Due to changes in the population’s ICT use-habits, efforts have been made to offer the opportunity for sampled respondents of traditional postal surveys to respond to surveys via the Internet. However, it is often in the researchers’ best interest to utilize a mixed-mode survey design. From a purely cost effectiveness perspective, surveys conducted online seem to be an overwhelming favorite when compared to traditional data collection methods. When compared to traditional data collection methods, online surveys are, in principle, faster and cheaper to implement [11]. Furthermore, survey research is able to, at different stages, take advantage of combined data collection methods: in the recruitment of respondents, the actual data collection, recollection of responses, or, in several stages in research, in the next collection phase after the initial dunning for example [12].

It has been noted that the use of web-based surveys is problematic in a number of ways, with the primary problem being in the selection of respondents when compared to traditional methods [3]. From the perspective of data quality, this is a particular problem, because non-responses resulting from selection is difficult to correct with weighting, potentially causing the findings to suffer from coverage errors [4, 13].

In mixed-mode data collection conducted at a population level, online response is often treated as a supplementary data collection method, which reduces the risks associated with access to the network. On the other hand, the selection can be qualitative, which also poses challenges for mixed-mode data collection.

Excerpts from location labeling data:
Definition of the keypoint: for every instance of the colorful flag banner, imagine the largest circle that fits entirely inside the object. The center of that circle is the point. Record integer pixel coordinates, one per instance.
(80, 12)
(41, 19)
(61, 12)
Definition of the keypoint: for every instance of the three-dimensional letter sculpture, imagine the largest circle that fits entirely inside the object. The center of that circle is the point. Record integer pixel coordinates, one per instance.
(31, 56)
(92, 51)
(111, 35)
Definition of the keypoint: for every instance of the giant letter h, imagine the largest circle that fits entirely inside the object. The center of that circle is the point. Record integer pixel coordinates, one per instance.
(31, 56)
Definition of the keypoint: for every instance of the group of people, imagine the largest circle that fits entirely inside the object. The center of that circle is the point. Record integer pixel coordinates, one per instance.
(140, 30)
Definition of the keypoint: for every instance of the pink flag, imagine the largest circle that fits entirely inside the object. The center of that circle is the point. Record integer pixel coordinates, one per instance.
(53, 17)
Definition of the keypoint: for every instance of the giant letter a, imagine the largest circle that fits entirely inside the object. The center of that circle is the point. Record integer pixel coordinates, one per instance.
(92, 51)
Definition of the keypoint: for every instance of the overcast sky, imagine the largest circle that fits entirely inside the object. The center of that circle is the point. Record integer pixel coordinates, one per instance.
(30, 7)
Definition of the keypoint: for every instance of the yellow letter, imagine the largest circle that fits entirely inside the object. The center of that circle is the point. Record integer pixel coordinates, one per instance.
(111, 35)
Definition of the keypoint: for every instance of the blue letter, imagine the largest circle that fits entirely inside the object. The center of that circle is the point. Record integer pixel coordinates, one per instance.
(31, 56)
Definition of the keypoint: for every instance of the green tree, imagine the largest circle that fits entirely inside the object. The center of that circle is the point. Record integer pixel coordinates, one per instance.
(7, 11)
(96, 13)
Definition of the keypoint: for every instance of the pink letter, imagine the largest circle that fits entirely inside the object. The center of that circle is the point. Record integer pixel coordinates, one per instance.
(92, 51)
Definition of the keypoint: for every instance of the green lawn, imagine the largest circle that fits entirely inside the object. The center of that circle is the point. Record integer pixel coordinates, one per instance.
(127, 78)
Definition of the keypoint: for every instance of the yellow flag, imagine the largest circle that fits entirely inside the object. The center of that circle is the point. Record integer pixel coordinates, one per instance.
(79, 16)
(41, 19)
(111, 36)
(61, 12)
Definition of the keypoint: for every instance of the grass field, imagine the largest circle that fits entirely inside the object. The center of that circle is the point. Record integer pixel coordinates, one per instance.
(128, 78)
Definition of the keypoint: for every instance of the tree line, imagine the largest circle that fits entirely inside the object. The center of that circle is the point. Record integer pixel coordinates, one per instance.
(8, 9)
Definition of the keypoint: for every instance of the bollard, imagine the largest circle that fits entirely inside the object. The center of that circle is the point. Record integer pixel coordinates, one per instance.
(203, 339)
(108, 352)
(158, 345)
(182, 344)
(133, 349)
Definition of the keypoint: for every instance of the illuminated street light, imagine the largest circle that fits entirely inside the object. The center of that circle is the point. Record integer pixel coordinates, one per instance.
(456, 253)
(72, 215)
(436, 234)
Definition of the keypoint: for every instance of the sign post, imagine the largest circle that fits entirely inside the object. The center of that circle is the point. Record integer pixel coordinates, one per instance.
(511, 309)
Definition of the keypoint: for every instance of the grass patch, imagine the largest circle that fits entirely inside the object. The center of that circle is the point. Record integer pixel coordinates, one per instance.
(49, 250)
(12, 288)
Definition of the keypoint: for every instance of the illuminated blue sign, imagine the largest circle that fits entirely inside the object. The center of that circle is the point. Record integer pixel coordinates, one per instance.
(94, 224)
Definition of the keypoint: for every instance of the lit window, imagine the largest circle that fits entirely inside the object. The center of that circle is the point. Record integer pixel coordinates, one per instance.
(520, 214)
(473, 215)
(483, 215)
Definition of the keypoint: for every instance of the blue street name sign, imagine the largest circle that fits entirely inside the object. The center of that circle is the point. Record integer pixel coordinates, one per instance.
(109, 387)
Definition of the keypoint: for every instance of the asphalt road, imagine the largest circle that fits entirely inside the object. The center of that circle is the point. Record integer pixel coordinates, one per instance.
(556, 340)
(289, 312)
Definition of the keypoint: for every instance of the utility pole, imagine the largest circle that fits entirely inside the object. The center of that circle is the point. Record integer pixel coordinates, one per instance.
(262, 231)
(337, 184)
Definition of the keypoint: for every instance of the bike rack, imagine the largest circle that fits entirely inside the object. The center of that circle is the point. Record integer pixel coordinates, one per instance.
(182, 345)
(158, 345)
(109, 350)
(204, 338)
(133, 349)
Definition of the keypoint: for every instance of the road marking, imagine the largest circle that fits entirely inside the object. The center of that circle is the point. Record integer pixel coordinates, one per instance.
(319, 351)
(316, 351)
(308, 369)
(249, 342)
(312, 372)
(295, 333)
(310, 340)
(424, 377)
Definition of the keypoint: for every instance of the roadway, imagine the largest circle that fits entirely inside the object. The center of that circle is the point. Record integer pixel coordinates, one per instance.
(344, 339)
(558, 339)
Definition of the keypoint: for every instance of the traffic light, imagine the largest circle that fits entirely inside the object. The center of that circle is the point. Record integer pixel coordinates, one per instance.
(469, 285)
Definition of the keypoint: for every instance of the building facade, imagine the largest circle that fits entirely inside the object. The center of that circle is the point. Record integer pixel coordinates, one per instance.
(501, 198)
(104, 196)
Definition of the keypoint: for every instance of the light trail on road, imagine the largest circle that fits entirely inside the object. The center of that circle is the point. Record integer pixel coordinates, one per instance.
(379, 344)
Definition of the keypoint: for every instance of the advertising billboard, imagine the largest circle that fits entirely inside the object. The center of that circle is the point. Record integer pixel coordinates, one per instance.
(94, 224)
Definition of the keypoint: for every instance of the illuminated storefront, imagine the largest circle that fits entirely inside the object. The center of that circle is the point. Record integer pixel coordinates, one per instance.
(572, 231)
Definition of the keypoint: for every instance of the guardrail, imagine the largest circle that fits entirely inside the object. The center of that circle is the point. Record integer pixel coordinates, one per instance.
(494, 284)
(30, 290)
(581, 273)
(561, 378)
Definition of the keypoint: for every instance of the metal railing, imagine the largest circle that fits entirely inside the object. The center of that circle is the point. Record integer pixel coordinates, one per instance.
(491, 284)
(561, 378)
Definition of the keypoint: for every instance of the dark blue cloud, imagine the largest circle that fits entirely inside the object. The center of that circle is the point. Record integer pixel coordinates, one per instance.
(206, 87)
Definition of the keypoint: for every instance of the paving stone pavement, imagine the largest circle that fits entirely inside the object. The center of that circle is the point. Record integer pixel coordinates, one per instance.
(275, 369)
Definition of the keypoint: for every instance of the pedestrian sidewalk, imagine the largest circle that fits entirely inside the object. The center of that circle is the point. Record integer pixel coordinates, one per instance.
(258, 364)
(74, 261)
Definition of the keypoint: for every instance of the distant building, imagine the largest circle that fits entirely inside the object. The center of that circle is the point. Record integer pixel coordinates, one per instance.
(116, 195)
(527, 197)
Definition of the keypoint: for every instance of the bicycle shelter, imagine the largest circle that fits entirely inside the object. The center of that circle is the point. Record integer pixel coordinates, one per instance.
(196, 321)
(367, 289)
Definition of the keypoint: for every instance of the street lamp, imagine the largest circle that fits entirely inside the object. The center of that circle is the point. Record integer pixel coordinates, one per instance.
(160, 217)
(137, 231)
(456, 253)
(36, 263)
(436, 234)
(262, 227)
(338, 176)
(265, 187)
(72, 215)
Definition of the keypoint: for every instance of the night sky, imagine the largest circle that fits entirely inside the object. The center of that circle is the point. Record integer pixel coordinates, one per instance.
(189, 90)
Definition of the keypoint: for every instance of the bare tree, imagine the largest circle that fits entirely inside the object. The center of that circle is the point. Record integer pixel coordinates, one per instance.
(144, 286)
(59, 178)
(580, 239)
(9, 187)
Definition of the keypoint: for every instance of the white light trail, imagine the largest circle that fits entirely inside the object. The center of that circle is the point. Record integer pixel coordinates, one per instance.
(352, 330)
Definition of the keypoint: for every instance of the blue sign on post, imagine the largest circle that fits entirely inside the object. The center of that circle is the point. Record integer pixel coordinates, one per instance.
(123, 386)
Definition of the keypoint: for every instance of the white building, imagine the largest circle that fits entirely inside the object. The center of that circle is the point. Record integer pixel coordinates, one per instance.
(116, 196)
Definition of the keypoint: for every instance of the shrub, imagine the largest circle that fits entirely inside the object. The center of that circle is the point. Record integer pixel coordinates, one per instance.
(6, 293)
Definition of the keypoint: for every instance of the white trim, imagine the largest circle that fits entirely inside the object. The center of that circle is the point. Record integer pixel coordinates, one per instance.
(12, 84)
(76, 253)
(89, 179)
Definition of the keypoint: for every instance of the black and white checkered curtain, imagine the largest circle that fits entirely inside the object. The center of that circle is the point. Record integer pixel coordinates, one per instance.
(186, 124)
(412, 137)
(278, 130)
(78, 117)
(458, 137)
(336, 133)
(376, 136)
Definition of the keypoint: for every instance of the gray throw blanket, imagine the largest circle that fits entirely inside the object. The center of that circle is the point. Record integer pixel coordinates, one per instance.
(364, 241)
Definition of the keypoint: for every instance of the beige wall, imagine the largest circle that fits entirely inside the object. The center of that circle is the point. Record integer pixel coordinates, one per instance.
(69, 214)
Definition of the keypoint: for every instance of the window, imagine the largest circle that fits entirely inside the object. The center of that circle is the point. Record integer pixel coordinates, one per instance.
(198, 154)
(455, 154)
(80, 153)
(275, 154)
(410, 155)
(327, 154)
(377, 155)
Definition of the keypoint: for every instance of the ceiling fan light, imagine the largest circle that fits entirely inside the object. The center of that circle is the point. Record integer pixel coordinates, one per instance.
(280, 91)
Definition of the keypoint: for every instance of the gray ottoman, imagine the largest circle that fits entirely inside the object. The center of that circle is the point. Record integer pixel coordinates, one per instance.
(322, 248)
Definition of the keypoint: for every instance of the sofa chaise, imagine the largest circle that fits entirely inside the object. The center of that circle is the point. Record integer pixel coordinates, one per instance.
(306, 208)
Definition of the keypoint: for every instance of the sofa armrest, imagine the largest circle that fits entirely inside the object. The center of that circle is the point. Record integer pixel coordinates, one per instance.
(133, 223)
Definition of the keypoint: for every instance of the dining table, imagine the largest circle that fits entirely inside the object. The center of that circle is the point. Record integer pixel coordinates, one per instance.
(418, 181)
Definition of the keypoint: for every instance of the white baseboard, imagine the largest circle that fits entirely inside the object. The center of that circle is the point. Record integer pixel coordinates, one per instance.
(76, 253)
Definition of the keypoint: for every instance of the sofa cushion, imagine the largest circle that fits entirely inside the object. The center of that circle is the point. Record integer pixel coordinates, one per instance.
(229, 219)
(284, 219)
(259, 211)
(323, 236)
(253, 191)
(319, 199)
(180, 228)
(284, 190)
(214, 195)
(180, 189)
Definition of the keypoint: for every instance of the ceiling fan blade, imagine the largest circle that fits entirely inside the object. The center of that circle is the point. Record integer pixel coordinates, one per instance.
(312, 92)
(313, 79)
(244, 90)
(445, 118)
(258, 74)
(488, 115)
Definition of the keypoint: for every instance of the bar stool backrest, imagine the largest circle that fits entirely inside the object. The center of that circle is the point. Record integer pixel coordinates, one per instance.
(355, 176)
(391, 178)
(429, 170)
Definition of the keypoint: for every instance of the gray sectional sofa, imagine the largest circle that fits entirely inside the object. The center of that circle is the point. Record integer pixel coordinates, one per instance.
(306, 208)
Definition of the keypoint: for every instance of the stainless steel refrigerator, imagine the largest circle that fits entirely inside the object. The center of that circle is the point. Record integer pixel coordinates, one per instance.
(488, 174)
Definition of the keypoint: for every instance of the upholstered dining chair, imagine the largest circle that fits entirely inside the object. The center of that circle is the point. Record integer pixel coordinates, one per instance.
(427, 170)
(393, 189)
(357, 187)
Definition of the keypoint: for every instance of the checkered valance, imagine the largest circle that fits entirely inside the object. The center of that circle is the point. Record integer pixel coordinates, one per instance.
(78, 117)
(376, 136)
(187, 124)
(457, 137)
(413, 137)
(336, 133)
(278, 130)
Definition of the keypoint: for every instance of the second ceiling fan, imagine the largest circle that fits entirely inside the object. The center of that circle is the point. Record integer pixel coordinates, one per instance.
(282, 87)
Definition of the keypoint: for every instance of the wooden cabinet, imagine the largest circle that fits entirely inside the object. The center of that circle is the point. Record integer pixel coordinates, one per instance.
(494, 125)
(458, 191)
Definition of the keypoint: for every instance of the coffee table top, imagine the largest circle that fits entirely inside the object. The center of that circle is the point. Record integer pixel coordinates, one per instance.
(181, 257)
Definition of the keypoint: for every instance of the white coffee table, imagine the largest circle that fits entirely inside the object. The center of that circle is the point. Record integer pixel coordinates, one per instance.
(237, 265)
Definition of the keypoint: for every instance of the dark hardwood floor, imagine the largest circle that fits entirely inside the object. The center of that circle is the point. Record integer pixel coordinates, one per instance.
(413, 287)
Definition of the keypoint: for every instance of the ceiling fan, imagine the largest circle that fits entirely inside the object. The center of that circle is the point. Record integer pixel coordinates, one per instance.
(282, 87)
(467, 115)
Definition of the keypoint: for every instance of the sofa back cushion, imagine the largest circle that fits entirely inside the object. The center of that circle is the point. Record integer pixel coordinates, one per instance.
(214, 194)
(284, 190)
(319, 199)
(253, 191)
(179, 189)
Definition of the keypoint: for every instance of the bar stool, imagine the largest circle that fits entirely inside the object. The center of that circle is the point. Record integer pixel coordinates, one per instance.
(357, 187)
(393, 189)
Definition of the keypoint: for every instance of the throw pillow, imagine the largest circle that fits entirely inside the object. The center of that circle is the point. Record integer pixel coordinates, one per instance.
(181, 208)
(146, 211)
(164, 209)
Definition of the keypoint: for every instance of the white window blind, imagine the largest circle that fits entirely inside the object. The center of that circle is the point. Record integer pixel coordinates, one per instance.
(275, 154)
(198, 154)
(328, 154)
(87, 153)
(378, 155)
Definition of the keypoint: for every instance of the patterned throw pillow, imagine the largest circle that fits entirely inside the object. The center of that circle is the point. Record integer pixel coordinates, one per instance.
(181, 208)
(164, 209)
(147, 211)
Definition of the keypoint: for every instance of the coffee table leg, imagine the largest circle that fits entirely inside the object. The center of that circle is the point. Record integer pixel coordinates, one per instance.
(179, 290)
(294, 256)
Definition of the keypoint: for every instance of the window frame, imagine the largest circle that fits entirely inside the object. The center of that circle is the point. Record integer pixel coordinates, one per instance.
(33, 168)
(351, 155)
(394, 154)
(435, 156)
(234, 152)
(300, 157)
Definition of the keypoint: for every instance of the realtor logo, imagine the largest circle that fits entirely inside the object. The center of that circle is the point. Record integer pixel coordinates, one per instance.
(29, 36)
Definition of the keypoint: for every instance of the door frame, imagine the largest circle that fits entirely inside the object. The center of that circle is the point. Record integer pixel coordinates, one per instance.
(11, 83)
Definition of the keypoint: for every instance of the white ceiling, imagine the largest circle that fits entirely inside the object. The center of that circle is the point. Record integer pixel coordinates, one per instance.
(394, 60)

§ Goal of the exercise
Continue the passage on mixed-mode survey data collection, starting after its last sentence.

§ Expected output
But how can the response mode affect answering qualitatively? It has been found that online respondents tend to be more skilled Internet users than those who choose an alternative response option [14]. Accordingly, it is possible that qualitative differences go back to differences in respondents’ socio-demographic backgrounds. For example, research lead by Dillman [15] examined variances between different response methods. It was found that there were differences between the respondents of online and paper questionnaires according to socio-demographic profiles. However, the research did not find any connection between response modes when examining attitudinal level variables [15]. Rather, Mark Saunders [16] noted the connection between response methods and attitudinal variables in his examination of British public-sector workers. In a same-sized sample carried out at the same time in the survey, web-based respondents reported that they were more committed employees, had more confidence in the organization’s leadership and received more support than those who responded with the paper survey [16].

However, neither Dillman’s [15] nor Saunders’ [16] research had the effects of standardised background variables nor was the interaction between response methods and background variables analysed. It is conceivable that the socio-demographic variety of web-based respondents indirectly influences the analytical methods variables’ fluctuation. It is impossible to state unequivocally, for example, that the differences presented by Saunders [16] are actually due to professional status, which can increase online response probability compared to responding via the post.

Atkeson et al. [17] analysed mixed-mode data collection methods and the differences between web-based and paper respondents as well as the link between response methods to political behavior. The descriptive analysis of the data demonstrates that Internet and paper respondents, to a certain extent, differ from each other on the basis of demographic factors. Paper respondents appear to belong to lower income groups, to be older and to have lesser education than Internet respondents. On the basis of preliminary analyses, response groups’ political behaviour varied on several different levels. However, after controlling for socio-demographic factors, there were no differences found in political behaviour among the response groups [17].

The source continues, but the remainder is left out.